** WHAT THIS TASK INVOLVES **
Could you print every record below exactly as it appears?

------------------------------------------------

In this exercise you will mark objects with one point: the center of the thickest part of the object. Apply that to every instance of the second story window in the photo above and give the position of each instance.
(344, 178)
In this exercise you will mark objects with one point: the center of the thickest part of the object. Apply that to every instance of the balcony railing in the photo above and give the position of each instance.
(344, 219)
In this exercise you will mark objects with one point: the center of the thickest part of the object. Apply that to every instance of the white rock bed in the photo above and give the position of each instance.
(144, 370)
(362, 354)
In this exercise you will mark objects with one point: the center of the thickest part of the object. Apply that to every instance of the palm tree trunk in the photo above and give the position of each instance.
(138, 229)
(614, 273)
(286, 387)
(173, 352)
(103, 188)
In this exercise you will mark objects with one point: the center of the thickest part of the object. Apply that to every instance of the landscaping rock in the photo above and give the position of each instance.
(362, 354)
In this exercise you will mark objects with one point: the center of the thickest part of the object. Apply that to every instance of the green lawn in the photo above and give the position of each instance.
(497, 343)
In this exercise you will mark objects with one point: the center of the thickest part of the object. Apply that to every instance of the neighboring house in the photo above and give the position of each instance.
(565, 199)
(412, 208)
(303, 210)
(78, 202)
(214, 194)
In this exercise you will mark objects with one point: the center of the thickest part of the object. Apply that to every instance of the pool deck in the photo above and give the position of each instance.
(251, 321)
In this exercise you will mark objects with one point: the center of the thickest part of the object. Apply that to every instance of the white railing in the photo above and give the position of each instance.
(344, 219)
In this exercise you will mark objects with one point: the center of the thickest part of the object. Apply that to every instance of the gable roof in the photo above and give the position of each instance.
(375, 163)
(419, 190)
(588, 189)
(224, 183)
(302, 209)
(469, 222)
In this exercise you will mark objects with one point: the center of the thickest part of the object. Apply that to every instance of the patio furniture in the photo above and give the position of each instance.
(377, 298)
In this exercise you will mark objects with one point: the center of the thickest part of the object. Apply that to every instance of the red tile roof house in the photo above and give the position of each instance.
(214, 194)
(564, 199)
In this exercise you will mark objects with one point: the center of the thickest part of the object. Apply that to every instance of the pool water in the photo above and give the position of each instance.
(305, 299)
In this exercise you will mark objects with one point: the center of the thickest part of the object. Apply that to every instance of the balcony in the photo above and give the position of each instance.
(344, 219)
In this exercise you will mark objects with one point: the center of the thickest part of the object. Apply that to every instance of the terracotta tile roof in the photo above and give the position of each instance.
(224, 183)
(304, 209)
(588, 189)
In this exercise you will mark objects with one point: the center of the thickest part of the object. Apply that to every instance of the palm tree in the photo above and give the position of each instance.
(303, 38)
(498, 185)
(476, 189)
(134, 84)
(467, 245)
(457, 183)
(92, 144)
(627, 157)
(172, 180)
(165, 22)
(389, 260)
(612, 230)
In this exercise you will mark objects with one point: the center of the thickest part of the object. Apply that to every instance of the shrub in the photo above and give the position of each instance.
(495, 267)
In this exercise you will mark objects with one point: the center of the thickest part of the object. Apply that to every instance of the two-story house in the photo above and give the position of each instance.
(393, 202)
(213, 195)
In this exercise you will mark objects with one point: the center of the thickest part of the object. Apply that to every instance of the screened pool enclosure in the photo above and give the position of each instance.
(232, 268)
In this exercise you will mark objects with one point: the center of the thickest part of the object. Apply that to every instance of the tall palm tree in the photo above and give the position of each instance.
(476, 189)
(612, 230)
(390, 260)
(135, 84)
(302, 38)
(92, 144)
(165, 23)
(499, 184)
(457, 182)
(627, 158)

------------------------------------------------

** RESULT FOR THIS TASK **
In this exercise you will mark objects with one point: the center of the thickest part of the object. Apply that to every instance of the second story window in the photo above and give the position of each instance.
(344, 178)
In this exercise you will mark objects with one point: the center of the thickest part of the object. Apply that to every instance of the balcony railing in the photo above and give the position of each instance.
(344, 219)
In this exercise you will mark objects with one point: the center of the thickest part of the object. Apply that to every instance of the white rock bed in the photo above and give the position of each instance.
(144, 370)
(362, 354)
In this exercise you will mark objects with one point: the center of the thickest part of the object. Apply that to every instance of the palm tree trunk in the photo above and give the position of each instance.
(138, 229)
(614, 273)
(286, 387)
(173, 352)
(103, 188)
In this exercise you will mark objects with one point: the center of the thickest part of the object. Apply that to every instance of the landscaping rock in the photo above and give the position of each instance.
(362, 354)
In this exercise you will mark objects with one point: the center of the thickest part of the object. Apply that to every instance of the green lawn in the photo above and give the position of each instance.
(497, 343)
In this exercise you will mark objects with one point: the center of the thickest part of the object. Apply that to every instance of the neighboring house in the photo above and give the position of each instance.
(565, 199)
(412, 208)
(303, 210)
(78, 202)
(214, 194)
In this exercise you will mark objects with one point: the center of the thickest part of the object. Apply that to every instance of the pool deck in the photo above and give the position of each instance.
(251, 321)
In this exercise you will mark objects with one point: the center of the thickest part of the object. Apply that to every instance of the white railing in the photo above and give the position of each instance.
(344, 219)
In this exercise you will mark objects with one point: the center of the thickest part of the object. Apply that to every instance of the gable roof in the photo above and give the position of each instance.
(375, 163)
(419, 190)
(588, 189)
(224, 183)
(302, 209)
(469, 222)
In this exercise you will mark objects with one point: the center of the thickest part of the object. Apply that to every instance of the patio furniture in the photo above and give the position of each instance.
(377, 298)
In this exercise you will mark objects with one point: the center of the thickest part of the object. Apply that to every instance of the red tile roof house in the photo above and give the position of each instance.
(214, 194)
(564, 199)
In this exercise you will mark objects with one point: the center of the thickest part of the object. Apply that to every instance of the pool water in the photo above and give the position of each instance.
(305, 299)
In this exercise you will mark objects with one point: the center of the thickest part of the object. Apply that to every instance of the balcony in the photo above and give the position of each instance.
(344, 219)
In this exercise you will mark objects with one point: the center of the thickest part of the object. Apply that to every instance of the terracotta tile roof in the photo above and give the position of each instance.
(224, 183)
(304, 209)
(588, 189)
In this exercise you will mark objects with one point: the center of the thickest part of the object. Apply that to every instance of the palm tree in the photo above and give the position of each instance.
(303, 38)
(498, 185)
(476, 189)
(134, 84)
(467, 245)
(457, 183)
(92, 144)
(627, 157)
(172, 180)
(165, 22)
(389, 260)
(612, 230)
In this exercise you will mark objects with one point: the center of the thickest part of the object. Apply that to every instance of the shrub in the photo above and give the position of each instance.
(495, 267)
In this exercise you will mark objects with one point: the center of the thickest part of the object. Apply that to every instance of the two-story house in the photo above and give the position of each instance.
(393, 202)
(213, 195)
In this exercise you will mark objects with one point: the center of the thickest part of the object. Apply that to every instance of the screened pool enclosure in the photo above and give the position of each instance.
(232, 268)
In this exercise you will mark objects with one point: the center of the thickest part of the object. Apply that to every instance of the tall palm tree in the photo above and give the position of each instance.
(476, 189)
(612, 230)
(390, 260)
(135, 84)
(302, 38)
(92, 144)
(165, 23)
(499, 184)
(457, 182)
(627, 158)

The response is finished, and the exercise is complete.